Исходный отрывок:

Критическая Масса, 2006, № 3 - Страница 2
П. Г. Может быть, те, о ком ты говоришь, просто не могут считать этот текст, не понимают этого языка, вообще не знают языка? Может быть, мешают какие-то барьеры, через которые они не в состоянии перепрыгнуть?
Д. Ч. Вообще, не очень этично говорить о людях, со многими из которых я хорошо знаком и которые, как говорится, “находятся по другую сторону рампы”. Они являются “экспертами”, создают общественное мнение и выносят суждения. Они меня оценивают, и теоретически я могу иметь на них зуб, могу на них за что-то обижаться или могу, наоборот, быть довольным, что они благосклонно ко мне относятся, хвалят меня и принимают мои спектакли. Так вот, я хочу сейчас от всего этого отрешиться, чтобы, не сводя ни с кем счеты, сказать очень важные вещи. Ситуация в нашем театральном образовании сложилась таким образом, что те, кто с юных лет, со студенческой скамьи, с ГИТИСа или откуда-то еще занимаются исследованием театра, не занимаются “оперой”. Они в нее просто не ходят. Для них опера — не полноценное театральное искусство, но архаичная, отжившая, вымученная территория, оставшаяся нам от советского прошлого, то есть часть официозной советской культуры. Большинство “театральных” критиков именно так оперу и воспринимают. Те же, кто у нас реально (в печати) оценивает оперу, в большинстве своем не владеют профессиональными навыками и не обладают какими-то природными данными для того, чтобы разбираться или считывать оперу именно как театральный текст. Их функционирование, их жизнь внутри оперного театра (именно “оперного театра”, не оперы) абсолютно самодеятельна. Театр — вне их профессии, это факультативная часть их музыковедческого образования. Девяносто девять процентов из них не ходят в драматический театр. Дай бог кого-то увидеть на спектаклях Пины Бауш или Додина — но это топ-вершины, светские события. В частном разговоре с известным музыкальным критиком я обнаружил, что он не знает культовых имен русского драматического театра — режиссеров, сценографов, больших актеров — их имена ему вообще незнакомы. Мне кажется, что это неприлично для любого образованного человека. Возникает вопрос: кто должен оценивать “оперу” как “театр”? Люди “театра” никогда не уйдут на эту территорию, во-первых, из-за отсутствия базового объема музыкальных знаний, а во-вторых, из-за изначального пренебрежения к опере (возможно, бытование оперы в России таково, что к ней и стоит пренебрежительно относиться). Это практически неразрешимая дилемма. Разомкнутость цехов — ужасная вещь, и какой цех должен быть адекватен музыкальному театру, опере, я не знаю.

[Записи набора данных]
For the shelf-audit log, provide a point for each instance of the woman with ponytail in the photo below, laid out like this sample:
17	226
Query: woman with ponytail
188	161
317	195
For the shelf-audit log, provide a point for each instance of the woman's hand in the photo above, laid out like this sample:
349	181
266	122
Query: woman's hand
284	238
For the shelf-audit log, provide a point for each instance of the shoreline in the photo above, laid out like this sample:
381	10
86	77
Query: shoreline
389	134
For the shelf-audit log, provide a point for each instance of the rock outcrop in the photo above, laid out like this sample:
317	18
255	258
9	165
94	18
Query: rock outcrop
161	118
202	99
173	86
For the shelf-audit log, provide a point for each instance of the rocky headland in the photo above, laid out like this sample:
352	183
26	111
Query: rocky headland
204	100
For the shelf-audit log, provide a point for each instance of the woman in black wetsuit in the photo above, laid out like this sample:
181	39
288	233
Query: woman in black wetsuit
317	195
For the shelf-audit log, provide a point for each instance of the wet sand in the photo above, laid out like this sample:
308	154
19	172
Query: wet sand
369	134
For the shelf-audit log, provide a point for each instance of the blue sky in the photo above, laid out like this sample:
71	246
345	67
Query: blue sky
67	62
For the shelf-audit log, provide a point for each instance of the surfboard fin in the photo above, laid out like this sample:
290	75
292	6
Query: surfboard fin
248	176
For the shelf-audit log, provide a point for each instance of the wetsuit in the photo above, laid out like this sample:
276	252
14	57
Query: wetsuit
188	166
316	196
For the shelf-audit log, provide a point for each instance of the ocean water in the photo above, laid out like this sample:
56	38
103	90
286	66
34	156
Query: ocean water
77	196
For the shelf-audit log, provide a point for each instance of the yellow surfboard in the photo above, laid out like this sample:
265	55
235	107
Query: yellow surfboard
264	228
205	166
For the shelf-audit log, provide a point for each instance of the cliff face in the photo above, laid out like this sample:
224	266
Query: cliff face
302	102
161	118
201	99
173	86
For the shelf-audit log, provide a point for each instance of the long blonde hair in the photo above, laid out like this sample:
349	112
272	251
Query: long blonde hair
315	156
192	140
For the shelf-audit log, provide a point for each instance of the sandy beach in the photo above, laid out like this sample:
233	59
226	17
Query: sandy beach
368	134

Что требуется:
1. Найдите в листинге все строки, где встречается слово «outcrop», и выпишите их.
2. Продолжите беседу об оценке оперы критиками, начав сразу после её последнего предложения.

Ответы:
1.
For the shelf-audit log, provide a point for each instance of the rock outcrop in the photo above, laid out like this sample:
Query: rock outcrop

2.
П. Г. Но это и есть наша культурная ситуация: драматические критики не знают музыки, музыкальные — слепы, архитекторы ничего не читают, профессора театральных школ пишут с чудовищными грамматическими ошибками и совсем не ставят запятых, писательница ненавидит “Черный квадрат” за то, что он черный, а ей больше нравится фисташковый, “балетные” не знают и не понимают вообще ничего. Здесь никто не ощущает культуру как единое и непрерывное пространство. Любопытно, что опера — как линза, в которой сходится все: музыка, театр, литература, архитектура, дизайн, живопись и так называемое “современное искусство”. И именно потому пространство оперы так актуально сегодня в европейской культуре. В опере работают лучшие режиссеры кино и театра, лучшие архитекторы, дизайнеры, художники. И коль скоро мы заговорили о статье Петра Поспелова, я хочу пояснений. Что повергло тебя в состояние оторопи, какая идеологема, какой поворот мысли?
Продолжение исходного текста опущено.